What to do → Here are the records. Print them all exactly.
***** Records shown *****
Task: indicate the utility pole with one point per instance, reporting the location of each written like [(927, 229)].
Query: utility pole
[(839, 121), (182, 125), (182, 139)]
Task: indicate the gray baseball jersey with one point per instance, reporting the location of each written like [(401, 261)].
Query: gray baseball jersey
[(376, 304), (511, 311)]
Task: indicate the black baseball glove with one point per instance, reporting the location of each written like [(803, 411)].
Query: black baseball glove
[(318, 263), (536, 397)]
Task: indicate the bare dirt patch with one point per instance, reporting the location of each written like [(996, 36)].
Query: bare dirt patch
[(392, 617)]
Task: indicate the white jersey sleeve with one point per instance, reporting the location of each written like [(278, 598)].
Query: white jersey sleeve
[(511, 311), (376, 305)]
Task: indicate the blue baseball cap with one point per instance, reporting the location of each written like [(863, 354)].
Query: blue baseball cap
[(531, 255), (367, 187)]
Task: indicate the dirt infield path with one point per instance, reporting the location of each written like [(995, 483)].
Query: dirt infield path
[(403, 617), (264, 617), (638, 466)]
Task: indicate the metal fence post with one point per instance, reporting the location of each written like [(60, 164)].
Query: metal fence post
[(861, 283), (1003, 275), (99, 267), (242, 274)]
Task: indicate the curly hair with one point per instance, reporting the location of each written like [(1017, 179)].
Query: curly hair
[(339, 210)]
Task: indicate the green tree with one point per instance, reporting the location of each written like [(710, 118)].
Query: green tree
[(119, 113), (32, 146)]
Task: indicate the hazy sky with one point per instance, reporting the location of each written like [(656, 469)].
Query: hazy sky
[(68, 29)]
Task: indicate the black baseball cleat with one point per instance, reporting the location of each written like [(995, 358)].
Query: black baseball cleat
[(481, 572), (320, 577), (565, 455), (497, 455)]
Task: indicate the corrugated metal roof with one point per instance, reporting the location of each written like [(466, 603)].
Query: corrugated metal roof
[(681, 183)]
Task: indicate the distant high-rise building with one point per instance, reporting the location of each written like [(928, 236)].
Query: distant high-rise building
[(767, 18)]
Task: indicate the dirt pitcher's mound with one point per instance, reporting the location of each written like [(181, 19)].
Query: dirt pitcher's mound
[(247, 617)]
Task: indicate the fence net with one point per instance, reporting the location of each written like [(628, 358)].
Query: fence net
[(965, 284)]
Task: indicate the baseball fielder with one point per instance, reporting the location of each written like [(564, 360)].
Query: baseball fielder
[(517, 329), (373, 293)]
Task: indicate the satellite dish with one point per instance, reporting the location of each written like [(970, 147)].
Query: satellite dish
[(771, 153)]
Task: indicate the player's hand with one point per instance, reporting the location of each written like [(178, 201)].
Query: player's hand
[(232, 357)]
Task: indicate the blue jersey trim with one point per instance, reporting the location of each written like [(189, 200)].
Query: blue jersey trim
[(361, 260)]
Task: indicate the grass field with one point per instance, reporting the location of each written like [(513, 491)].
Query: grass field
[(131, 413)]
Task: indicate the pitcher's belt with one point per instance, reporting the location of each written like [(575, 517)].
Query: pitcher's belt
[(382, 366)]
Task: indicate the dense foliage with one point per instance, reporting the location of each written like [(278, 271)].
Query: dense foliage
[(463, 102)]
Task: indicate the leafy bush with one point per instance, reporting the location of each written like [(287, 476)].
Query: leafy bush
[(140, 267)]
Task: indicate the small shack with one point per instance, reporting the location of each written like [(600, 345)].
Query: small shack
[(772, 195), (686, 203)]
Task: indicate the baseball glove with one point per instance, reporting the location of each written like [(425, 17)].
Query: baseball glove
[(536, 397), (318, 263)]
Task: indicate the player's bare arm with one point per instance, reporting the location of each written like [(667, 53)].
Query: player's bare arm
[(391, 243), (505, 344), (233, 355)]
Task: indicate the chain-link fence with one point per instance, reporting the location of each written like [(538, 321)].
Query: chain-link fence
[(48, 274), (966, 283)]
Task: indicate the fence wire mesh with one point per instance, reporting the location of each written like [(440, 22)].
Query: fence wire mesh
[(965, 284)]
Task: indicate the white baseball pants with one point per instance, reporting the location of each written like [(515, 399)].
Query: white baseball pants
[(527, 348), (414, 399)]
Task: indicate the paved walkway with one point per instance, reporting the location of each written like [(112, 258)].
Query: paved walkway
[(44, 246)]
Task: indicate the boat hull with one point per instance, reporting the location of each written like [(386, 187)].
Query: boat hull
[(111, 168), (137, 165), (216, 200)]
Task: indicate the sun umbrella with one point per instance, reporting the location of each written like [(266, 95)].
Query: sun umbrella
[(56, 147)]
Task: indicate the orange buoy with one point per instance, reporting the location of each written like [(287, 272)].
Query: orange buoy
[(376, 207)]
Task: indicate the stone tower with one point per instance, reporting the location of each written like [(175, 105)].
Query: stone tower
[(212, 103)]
*****
Response to this exercise →
Task: indicate the utility pole with one point per instance, reporting the location of each written like [(927, 229)].
Query: utility pole
[(839, 121), (182, 125), (182, 139)]
Task: indicate the gray baseball jersey with one point per instance, reporting the location of each written like [(401, 261)].
Query: gray baseball jersey
[(376, 304), (511, 311)]
Task: indicate the black baseball glove with one point per instance, reporting the location of each written like [(803, 411)].
Query: black baseball glove
[(318, 263), (536, 397)]
Task: indicate the bare dirt patch with one point per instance, reporting the location of each written like [(996, 36)].
Query: bare dirt patch
[(392, 617)]
Task: indicate the white jersey sleeve with one point per instance, reporting the location of each written like [(278, 598)].
Query: white jersey sleeve
[(511, 311), (376, 305)]
Task: indicate the blue baseball cap with one point per instance, reporting the location of each written like [(863, 354)].
Query: blue baseball cap
[(531, 255), (367, 187)]
Task: indicate the dirt infield path with one point per instance, reporting the location of each written like [(995, 483)].
Query: dirt infield path
[(403, 617), (264, 617), (638, 466)]
Task: indicate the metal fence post with one point per instance, reporting the location of each written like [(60, 164)].
Query: metal fence post
[(861, 283), (1003, 275), (99, 267), (242, 274)]
Task: indicate the curly hair with one point per instance, reporting the location of each written like [(1017, 179)].
Query: curly hair
[(339, 210)]
Task: indicate the green tree with one point per instance, reporting the location of each written like [(710, 118)].
Query: green tree
[(119, 113), (32, 146)]
Task: indicate the hazy sky with one point per instance, reporting the location of each written like [(656, 469)].
Query: hazy sky
[(68, 29)]
Task: indicate the black baseball cleat with one point per instance, reporting the location of each written like [(995, 358)].
Query: black baseball cleat
[(481, 572), (320, 577), (565, 455), (497, 455)]
Task: indicate the corrugated metal roof with one point per instance, reporting the location of each written like [(466, 603)].
Query: corrugated metal roof
[(681, 183)]
Task: indicate the distant high-rise building with one point per instance, reporting the location of each written like [(928, 236)].
Query: distant high-rise building
[(767, 18)]
Task: indicate the dirt pitcher's mound with one point per instance, reporting the location of each written like [(181, 19)].
Query: dirt pitcher's mound
[(247, 617)]
Task: indicate the fence net with one point per instance, reporting the location of each written like [(628, 358)].
Query: fence net
[(965, 284)]
Task: indicate the baseball fielder with one point per instance, reporting the location of each written like [(564, 360)].
Query: baseball fielder
[(517, 329), (373, 293)]
Task: indicate the satellite dish with one point per instance, reporting the location of each written like [(970, 147)].
Query: satellite dish
[(771, 153)]
Task: indicate the player's hand with one point per instance, reporting the location of each written like [(178, 201)].
Query: player's hand
[(232, 357)]
Task: indicate the blue jersey trim with one point per instance, reporting the location of each written like [(189, 200)].
Query: blue jersey trim
[(361, 260)]
Task: indicate the grass field with one point per instance, reporting the location of each written like [(513, 491)].
Query: grass field
[(131, 413)]
Task: indicate the pitcher's belt with one point per instance, reporting the location of each written like [(575, 517)].
Query: pitcher's belt
[(382, 366)]
Task: indicate the dense foliage with one point per instance, reporting the location of each written like [(278, 271)].
Query: dense foliage
[(463, 102)]
Task: indicate the leafy bush with one point per instance, reporting the location of each written like [(287, 476)].
Query: leafy bush
[(140, 267)]
Task: indicate the small shack with one point per instance, reporting the location of each written like [(600, 345)].
Query: small shack
[(772, 195), (686, 203)]
Task: indicate the baseball glove with one point per instance, reporting the location of each written like [(425, 17)].
Query: baseball glove
[(536, 397), (318, 263)]
Task: indicate the player's bare arm with one point per instance, reporting the location of each written like [(667, 53)].
Query: player's bare arm
[(391, 243), (505, 344), (233, 355)]
Task: indicate the chain-link fence with one point per instance, reporting the location of each written like [(538, 321)].
Query: chain-link fence
[(48, 274), (966, 283)]
Task: indicate the fence wire mesh with one point per instance, reporting the location of each written like [(440, 22)].
Query: fence wire mesh
[(965, 284)]
Task: indicate the white baseball pants with one point per instance, reporting the location of each written like [(515, 399)].
Query: white baseball pants
[(527, 348), (414, 399)]
Task: indicate the paved walkway with one point per instance, reporting the location of each written like [(112, 258)].
Query: paved walkway
[(44, 246)]
Task: indicate the boat hull with one point per instance, reporting the location of each written like [(386, 187)].
Query: boat hull
[(111, 168), (137, 165), (216, 200)]
Task: indicate the sun umbrella with one point per instance, reporting the location of each written like [(266, 95)].
Query: sun umbrella
[(56, 147)]
Task: indicate the orange buoy with one point per instance, reporting the location of each written like [(287, 272)].
Query: orange buoy
[(376, 207)]
Task: indicate the stone tower with one point per instance, reporting the location of each written like [(175, 105)].
Query: stone tower
[(212, 103)]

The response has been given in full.